Mon avis sur l'ouvrage Petit Traité de Cyber-Psychologie de Serge Tisseron

L’ouvrage Petit Traité de Cyber-Psychologie se lit très facilement grâce à un chapitrage par concept organisé par ordre alphabétique et est adapté aux non spécialistes de la psychologie. Les talents de vulgarisation de Serge Tisseron y jouent naturellement pour beaucoup. De très nombreux scénarios actuels ou plus ou moins distants sont étudiés de manière détaillée et compréhensible.

Les mécanismes psychologiques sont bien expliqués et le propos a volonté de nous préparer à une cohabitation inévitable que sera celle des robots avec les humains. J’ai apprécié le traitement équilibré et objectif de l’analyse, qui explicite clairement les enjeux, les risques (dissonance et risques de manipulations cognitives, identification, capture de la donnée, etc..) et les promesses (humain augmenté, aide à la personne, apprentissage, etc.).

Il est même possible qu’après la lecture de l’ouvrage, vous ne regardiez plus du tout votre aspirateur robot de la même manière.

En résumé, comme vous l’avez compris, j’ai beaucoup apprécié la lecture de ce livre. Et ce qui ne gâche rien, j’ai le plaisir d’avoir M. Tisseron en tant qu’intervenant dans le cadre de mon MBA Cybersécurité à l’ESG, et ça, ca donne un tout autre relief aux propos :).

Les concepts et idées ayant retenu mon attention dans Petit Traité de Cyber-psychologie de Serge Tisseron

  • Les technologies numériques ont changé notre rapport au savoirs, aux apprentissages, à la construction de l’identité et aux formes de la sociabilité. L’IA et la robotique vont modifier l’idée que nous nous faisons du corps, de la liberté, de la conscience et finalement de ce qui fait notre humanité.
  • L’être humain n’est décidément pas préparé par l’évolution à gérer le développement de la robotique. Il n’était pas prêt non plus à gérer  l’accès permanent à des sources d’alimentation inépuisables (le sucre dans la nature est rare). Hélas, pour tous ceux qui ont aujourd’hui de la confiture et des biscuits plein leur placard, et un magasin d’alimentation au coin de leur rue, cet avantage évolutif est devenu un danger. En sera-t-il de même avec les robots ?
  • Illusion d’une réciprocité complète, En effet, ces machines seront les premières à créer deux illusions complémentaires : avoir besoin de nous pour évoluer, et se soucier de nos besoins et de nos désirs.
  • Dissonance cognitive : Il y a quelques années, l’état-major américain a été étonné de découvrir que des soldats utilisant des robots démineurs en Irak et en Afghanistan pouvaient s’attacher à eux comme à des animaux domestiques, voir comme à des êtres humains (Paragraphe 59 f). L’état-majeur pensa d’abord qu’une mauvaise compréhension de la nature du robot était la cause de cette confusion. Tous les soldats furent encouragés à démonter et à remonter leurs robots démineurs.

(CONSIGNE ÉCRITE A):
Répondez aux questions suivantes sur l'avis consacré au Petit Traité de Cyber-Psychologie :
(i) Selon quel ordre le chapitrage par concept de l'ouvrage est-il organisé ?
(ii) Dans quel programme M. Tisseron intervient-il, d'après l'avis ?
(iii) Dans quels pays les soldats mentionnés utilisaient-ils des robots démineurs ?
(CONSIGNE ÉCRITE B): Recopiez sans modification la partie de l'avis consacré au Petit Traité de Cyber-Psychologie qui commence par les mots contenant « Les mécanismes psychologiques » et se termine par « la même manière. ».
(CONSIGNE ÉCRITE C): Poursuivez l'avis consacré au Petit Traité de Cyber-Psychologie à partir de sa dernière phrase.
Les lignes qui suivent proviennent d'une source distincte.

(LIGNES ENREGISTRÉES):

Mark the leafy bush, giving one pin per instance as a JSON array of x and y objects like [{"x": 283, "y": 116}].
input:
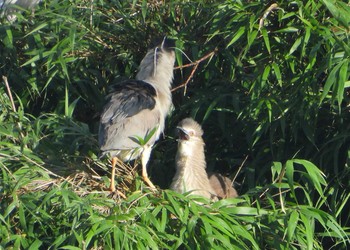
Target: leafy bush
[{"x": 273, "y": 98}]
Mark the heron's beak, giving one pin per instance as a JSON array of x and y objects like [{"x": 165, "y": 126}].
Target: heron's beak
[{"x": 182, "y": 134}]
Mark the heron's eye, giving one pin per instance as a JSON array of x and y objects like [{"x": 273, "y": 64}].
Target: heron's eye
[{"x": 182, "y": 135}]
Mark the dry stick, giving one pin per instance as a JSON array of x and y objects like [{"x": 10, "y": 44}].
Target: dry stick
[
  {"x": 195, "y": 66},
  {"x": 239, "y": 170},
  {"x": 9, "y": 92}
]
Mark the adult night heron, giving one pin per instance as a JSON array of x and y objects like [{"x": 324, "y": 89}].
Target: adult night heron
[
  {"x": 137, "y": 109},
  {"x": 190, "y": 161}
]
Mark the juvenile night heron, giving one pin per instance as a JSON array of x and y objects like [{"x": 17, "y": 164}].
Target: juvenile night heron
[
  {"x": 137, "y": 108},
  {"x": 190, "y": 166},
  {"x": 190, "y": 161}
]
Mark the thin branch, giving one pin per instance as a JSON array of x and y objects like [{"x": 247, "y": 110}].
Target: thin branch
[
  {"x": 9, "y": 92},
  {"x": 239, "y": 169},
  {"x": 195, "y": 66},
  {"x": 266, "y": 13}
]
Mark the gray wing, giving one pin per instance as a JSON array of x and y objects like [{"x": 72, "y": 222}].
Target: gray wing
[{"x": 130, "y": 111}]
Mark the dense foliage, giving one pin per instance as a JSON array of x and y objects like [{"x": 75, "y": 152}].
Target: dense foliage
[{"x": 273, "y": 99}]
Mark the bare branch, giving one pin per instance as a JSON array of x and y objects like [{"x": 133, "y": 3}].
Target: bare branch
[
  {"x": 195, "y": 66},
  {"x": 9, "y": 92}
]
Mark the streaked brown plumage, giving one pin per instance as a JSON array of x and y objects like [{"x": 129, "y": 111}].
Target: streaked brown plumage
[{"x": 190, "y": 161}]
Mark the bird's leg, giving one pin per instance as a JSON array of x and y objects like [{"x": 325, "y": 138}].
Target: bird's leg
[
  {"x": 112, "y": 185},
  {"x": 146, "y": 153}
]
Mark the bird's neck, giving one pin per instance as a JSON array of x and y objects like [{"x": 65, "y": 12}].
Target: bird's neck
[{"x": 190, "y": 169}]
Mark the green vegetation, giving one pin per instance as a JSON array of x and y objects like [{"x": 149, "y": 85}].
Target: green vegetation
[{"x": 274, "y": 102}]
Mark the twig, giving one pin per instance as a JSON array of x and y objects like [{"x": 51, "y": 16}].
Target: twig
[
  {"x": 9, "y": 92},
  {"x": 266, "y": 13},
  {"x": 239, "y": 169},
  {"x": 91, "y": 12},
  {"x": 195, "y": 66}
]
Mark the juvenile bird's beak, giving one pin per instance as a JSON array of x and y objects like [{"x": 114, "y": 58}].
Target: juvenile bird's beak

(RÉSULTAT FINAL A):
(i) Par ordre alphabétique.
(ii) Le MBA Cybersécurité à l'ESG.
(iii) En Irak et en Afghanistan.

(RÉSULTAT FINAL B):
Les mécanismes psychologiques sont bien expliqués et le propos a volonté de nous préparer à une cohabitation inévitable que sera celle des robots avec les humains. J’ai apprécié le traitement équilibré et objectif de l’analyse, qui explicite clairement les enjeux, les risques (dissonance et risques de manipulations cognitives, identification, capture de la donnée, etc..) et les promesses (humain augmenté, aide à la personne, apprentissage, etc.).

Il est même possible qu’après la lecture de l’ouvrage, vous ne regardiez plus du tout votre aspirateur robot de la même manière.

(RÉSULTAT FINAL C):
  • Lors de son expérience ELIZA, Weizenbaum déclara alors qu’il n’aurait jamais imaginé que de courtes interactions avec un programme informatique aussi simple seraient capables de susciter chez des personnes normales de tels délires…
  • Une étude longitudinale menée par Linda Pagani depuis 1997 a montré que les enfants ayant passé plus d’une heure par jour devant la télévision entre deux et trois ans (à l’époque, il n’y avait ni tablette ni téléphone mobile) ont moins de compétences relationnelles et sociales à l’âge de treize ans et que leurs capacités d’empathie sont réduites. (p.129).
  • La supériorité de l’humain, pourrait aussi être rapidement contestée dans ces domaines-là. L’être humain […] devrait alors avoir recours à des implants cérébraux lui permettant d’augmenter ses propres capacités. Pour beaucoup, le saut sera probablement difficile à accepter. Certains pourront avoir honte face aux yeux des autres et s’appuyer sur ces sortes de prothèses et non plus sur leur esprit, un peu comme certains cachent aujourd’hui leurs appareils auditifs sous leur chevelure…Inversement, d’autres risquent de ressentir la honte de ne pas pouvoir offrir à leurs enfants des machines susceptibles d’augmenter leur puissance, les condamnant du même coup à en faire des citoyens de seconde zone (L. Alexandre, la guerre des intelligences, 2017).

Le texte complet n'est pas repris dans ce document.